Extract, word for word, every line from the beginning of the rows through the line containing "Target: white long sleeve shirt", including that line.

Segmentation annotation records
_ _ _ _ _

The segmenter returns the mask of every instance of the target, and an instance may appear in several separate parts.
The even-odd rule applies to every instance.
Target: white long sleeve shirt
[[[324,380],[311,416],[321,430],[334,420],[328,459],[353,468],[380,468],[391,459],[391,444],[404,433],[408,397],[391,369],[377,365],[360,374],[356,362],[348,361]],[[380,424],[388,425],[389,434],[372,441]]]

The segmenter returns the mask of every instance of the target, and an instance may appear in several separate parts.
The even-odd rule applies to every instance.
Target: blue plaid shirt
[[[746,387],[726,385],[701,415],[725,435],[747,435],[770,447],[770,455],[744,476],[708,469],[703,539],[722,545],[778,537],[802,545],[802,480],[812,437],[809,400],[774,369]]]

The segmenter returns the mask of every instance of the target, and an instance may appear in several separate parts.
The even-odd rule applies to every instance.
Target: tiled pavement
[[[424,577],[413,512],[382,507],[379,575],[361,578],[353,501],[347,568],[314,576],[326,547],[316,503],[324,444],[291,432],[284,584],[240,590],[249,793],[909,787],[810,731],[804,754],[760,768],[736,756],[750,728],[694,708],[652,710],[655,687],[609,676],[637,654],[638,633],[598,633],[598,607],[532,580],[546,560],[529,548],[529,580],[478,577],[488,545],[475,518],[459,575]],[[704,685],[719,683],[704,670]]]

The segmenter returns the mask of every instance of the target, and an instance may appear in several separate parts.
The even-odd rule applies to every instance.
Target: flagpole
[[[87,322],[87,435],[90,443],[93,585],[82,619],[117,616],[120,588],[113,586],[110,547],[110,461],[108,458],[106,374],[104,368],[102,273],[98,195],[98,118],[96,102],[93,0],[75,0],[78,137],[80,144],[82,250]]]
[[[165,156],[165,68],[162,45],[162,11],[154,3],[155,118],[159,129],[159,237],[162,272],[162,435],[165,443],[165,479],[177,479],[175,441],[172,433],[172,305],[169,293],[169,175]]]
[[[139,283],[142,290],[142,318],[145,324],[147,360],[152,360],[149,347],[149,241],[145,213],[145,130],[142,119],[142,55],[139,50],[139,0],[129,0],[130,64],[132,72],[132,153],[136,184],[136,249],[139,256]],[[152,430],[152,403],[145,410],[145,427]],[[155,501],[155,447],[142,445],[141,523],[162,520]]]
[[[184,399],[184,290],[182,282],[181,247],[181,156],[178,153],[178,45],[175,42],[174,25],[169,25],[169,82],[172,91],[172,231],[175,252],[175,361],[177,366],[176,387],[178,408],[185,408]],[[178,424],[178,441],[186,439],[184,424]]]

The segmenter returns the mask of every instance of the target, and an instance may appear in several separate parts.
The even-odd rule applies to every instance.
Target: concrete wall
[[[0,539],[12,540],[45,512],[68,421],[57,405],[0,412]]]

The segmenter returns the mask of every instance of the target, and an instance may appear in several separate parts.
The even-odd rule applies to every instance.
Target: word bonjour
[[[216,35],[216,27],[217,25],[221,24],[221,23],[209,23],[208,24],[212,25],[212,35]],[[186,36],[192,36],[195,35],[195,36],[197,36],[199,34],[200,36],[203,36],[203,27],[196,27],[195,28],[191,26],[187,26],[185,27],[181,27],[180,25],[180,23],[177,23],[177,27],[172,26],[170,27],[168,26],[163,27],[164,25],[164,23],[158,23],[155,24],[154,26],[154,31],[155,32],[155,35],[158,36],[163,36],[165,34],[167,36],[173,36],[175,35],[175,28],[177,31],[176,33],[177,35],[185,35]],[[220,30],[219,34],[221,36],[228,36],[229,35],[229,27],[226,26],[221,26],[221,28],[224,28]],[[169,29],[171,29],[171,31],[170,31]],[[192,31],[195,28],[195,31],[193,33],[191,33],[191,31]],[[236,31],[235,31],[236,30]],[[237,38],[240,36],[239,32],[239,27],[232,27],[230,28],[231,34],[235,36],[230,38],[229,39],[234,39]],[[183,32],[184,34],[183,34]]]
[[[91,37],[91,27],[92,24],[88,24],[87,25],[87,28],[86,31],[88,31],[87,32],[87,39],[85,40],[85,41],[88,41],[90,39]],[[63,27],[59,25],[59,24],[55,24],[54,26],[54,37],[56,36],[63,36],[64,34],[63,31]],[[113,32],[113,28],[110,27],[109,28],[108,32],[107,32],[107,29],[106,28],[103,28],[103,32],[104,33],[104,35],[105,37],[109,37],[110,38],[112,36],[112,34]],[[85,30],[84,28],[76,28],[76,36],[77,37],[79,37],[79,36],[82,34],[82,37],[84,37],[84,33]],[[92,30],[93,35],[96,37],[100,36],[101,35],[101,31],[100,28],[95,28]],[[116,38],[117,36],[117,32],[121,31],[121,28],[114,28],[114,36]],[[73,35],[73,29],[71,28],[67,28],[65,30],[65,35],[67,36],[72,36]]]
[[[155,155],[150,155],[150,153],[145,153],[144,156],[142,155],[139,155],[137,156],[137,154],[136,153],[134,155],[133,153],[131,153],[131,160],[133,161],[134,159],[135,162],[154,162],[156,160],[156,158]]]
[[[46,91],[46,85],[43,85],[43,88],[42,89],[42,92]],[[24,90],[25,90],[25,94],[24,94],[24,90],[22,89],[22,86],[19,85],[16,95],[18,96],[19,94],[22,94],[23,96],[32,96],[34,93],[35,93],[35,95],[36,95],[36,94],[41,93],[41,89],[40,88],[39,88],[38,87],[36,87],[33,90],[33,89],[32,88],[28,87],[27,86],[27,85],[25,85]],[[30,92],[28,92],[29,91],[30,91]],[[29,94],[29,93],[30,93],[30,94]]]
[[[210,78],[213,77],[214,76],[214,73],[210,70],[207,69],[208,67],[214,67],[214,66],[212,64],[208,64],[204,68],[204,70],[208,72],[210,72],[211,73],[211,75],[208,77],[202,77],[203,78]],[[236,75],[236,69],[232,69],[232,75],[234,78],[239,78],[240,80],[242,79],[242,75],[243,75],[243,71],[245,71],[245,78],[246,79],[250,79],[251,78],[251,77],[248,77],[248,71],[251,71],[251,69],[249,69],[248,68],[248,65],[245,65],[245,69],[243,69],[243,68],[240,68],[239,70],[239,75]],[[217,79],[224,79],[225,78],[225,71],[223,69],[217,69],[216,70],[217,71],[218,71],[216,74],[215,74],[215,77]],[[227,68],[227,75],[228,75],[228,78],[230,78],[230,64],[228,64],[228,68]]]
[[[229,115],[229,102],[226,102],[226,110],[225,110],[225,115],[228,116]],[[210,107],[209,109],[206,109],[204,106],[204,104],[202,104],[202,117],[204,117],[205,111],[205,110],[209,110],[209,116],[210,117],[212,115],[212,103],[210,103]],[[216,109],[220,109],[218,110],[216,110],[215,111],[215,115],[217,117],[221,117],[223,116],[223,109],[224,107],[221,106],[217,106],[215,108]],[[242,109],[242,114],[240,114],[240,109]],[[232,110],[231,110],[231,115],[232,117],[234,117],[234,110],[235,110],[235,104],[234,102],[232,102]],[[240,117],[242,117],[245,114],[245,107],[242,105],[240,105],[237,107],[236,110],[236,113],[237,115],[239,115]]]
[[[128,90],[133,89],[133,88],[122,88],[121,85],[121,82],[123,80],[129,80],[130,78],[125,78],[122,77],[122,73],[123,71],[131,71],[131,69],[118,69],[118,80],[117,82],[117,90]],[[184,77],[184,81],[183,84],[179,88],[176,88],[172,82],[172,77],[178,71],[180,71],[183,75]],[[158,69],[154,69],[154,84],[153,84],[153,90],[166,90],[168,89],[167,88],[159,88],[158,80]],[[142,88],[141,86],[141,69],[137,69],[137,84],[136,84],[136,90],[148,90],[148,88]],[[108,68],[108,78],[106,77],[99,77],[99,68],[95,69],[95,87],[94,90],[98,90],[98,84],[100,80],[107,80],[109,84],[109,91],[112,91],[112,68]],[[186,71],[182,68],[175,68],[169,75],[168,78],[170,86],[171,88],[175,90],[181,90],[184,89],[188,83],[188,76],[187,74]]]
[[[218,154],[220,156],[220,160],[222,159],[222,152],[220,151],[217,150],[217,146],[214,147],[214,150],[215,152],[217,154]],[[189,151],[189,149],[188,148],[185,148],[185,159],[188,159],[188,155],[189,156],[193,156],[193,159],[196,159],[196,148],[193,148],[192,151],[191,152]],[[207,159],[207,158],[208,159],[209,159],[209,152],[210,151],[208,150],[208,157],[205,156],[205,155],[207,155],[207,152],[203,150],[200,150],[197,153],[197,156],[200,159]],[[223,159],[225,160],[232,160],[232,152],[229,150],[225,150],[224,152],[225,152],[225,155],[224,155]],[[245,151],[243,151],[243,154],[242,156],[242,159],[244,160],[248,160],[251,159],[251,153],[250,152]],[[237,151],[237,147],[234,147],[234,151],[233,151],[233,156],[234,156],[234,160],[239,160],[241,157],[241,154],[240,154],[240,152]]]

_ _ _ _ _

- Full answer
The segmenter returns the mask of every instance of the target, and an instance may appear in several separate parts.
The even-odd rule applies to every instance.
Target: white long sleeve shirt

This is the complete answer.